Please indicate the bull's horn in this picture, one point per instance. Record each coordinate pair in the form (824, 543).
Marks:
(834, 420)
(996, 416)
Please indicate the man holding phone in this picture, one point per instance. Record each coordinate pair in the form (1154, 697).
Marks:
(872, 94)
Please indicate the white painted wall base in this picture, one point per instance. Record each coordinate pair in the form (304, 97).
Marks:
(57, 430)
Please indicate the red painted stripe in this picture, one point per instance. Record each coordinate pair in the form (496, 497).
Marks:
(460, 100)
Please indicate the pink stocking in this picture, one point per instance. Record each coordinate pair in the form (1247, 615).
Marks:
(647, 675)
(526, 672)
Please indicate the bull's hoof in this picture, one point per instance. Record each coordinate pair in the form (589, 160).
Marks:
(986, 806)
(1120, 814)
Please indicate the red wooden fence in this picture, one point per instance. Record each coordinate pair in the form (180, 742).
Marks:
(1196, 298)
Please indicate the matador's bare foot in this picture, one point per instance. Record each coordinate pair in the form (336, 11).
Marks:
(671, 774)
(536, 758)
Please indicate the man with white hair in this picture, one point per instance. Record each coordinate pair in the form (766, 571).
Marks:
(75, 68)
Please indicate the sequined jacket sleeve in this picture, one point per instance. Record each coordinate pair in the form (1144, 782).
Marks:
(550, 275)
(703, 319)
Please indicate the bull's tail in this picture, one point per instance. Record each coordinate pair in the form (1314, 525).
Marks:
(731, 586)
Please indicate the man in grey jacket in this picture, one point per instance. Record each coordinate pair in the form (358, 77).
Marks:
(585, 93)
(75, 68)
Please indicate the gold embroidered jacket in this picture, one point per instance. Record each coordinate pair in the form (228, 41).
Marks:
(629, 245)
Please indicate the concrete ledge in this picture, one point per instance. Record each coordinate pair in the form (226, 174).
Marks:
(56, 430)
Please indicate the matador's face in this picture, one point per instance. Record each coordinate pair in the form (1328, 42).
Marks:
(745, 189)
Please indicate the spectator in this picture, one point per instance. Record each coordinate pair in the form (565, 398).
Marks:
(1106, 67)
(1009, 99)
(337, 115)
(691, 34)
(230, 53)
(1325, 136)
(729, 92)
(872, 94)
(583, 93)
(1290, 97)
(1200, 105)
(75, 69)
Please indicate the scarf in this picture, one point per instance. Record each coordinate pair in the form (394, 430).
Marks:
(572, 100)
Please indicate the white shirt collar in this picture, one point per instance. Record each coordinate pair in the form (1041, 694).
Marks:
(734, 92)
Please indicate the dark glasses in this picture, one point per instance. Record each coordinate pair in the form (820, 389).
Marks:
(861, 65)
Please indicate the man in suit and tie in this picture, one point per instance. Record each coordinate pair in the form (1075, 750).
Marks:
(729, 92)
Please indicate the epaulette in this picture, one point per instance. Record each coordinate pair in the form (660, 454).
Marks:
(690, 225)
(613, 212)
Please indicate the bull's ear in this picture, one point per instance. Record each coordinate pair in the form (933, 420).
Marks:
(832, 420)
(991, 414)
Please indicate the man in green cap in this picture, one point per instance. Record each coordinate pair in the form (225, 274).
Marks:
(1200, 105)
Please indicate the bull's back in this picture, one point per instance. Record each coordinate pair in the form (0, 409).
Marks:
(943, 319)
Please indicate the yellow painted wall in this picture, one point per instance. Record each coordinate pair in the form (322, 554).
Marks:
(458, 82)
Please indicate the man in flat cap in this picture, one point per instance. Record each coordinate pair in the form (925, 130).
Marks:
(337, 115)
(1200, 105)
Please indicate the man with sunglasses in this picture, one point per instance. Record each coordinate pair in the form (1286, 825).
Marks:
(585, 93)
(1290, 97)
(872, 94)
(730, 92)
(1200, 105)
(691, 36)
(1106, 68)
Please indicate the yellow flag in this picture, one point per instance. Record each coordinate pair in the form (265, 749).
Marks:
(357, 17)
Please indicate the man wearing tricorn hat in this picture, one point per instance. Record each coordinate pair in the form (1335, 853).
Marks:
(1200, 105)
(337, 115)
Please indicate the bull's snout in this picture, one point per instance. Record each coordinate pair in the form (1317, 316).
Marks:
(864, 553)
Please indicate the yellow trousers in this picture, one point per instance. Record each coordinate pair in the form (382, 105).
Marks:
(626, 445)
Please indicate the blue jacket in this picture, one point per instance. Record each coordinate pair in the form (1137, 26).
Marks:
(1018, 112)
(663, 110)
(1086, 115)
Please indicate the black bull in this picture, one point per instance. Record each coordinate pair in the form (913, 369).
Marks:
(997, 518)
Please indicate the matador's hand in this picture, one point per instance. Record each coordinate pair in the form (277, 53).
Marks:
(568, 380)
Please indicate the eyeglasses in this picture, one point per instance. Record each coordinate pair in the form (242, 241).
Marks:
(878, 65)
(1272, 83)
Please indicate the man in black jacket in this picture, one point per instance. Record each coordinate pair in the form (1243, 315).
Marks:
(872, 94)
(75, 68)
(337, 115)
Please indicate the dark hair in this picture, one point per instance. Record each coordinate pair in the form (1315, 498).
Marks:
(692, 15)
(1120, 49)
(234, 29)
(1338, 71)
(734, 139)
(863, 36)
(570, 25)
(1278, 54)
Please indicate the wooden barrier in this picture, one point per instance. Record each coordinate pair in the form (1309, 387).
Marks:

**********

WHAT YOU HAVE TO DO —
Please copy, exactly as written, every line in the listing above from the line with "Please indicate the bull's hoof" up to and including the line with "Please indicate the matador's bare".

OUTPUT —
Please indicate the bull's hoof in this picture, one point per instance. Record each coordinate pair in the form (589, 160).
Marks:
(986, 806)
(1120, 814)
Please indicate the red wooden fence in this picture, one point per instance. Record each coordinate pair in the form (180, 742).
Marks:
(1196, 298)
Please indicate the matador's bare foot in this picture, one point per instance. Record each coordinate pair in the form (336, 11).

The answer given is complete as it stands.